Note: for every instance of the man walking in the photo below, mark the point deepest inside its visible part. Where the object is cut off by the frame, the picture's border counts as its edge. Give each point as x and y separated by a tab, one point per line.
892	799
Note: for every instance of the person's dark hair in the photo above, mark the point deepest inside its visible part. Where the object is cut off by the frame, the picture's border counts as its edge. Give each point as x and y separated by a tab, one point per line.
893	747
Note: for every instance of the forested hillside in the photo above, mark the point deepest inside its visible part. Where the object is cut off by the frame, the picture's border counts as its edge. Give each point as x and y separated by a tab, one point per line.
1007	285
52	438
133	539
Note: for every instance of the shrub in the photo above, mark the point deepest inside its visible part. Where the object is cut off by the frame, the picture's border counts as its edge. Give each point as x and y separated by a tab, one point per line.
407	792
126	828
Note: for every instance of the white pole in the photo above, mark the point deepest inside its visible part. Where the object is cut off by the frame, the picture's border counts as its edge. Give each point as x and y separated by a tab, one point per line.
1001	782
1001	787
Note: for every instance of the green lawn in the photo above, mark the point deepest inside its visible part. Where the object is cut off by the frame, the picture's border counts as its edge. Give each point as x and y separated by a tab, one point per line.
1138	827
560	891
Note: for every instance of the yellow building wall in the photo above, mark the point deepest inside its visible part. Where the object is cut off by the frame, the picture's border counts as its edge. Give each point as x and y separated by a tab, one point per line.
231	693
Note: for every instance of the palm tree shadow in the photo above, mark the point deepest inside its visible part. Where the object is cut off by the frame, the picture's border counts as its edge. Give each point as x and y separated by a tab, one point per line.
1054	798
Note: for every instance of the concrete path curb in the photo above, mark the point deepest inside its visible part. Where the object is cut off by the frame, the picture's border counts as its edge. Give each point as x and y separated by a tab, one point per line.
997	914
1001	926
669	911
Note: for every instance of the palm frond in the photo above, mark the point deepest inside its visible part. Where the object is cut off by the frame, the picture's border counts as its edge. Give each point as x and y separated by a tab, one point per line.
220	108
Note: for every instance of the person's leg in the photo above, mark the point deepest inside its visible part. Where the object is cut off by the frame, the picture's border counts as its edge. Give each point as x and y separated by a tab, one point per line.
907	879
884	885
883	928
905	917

● ● ● ● ●

- WORK INSTRUCTIONS
All lines from the one with "Note: for every instance of the palm tree" through the end of the data must be repeated exactly, and nothing else may be repeated.

- FINAL ANSWER
Note: for every instance of the palm tree shadow in the photo above, mark the point deepest inside its visible part. Where the object is cut off by the frame, the picture's border counts as its edge. Give each point as x and y separated by a tab, one point per line.
1054	798
Note: for every instance of the concrete path curb in the photo above, mark the point deepest inside its visible part. Where the object is cut off by the frame, the picture's border counts as its edge. Give each point as x and y separated by a tab, one point per line.
997	914
1001	926
669	911
Note: for every instance of the palm frond in the photo above, mark the point deepest inside its visible part. Where the object is cut off by the frame, the picture's border counts as its edge. Give each point as x and y separated by a tab, one point per line.
220	108
Note: for every instance of the person's leg in the photo above, mark the point deepest inside its visible part. Where the object is cut off by the frame, the picture's border counts as its edge. Give each point as x and y separated by a tab, one point per line.
907	879
884	885
883	928
905	917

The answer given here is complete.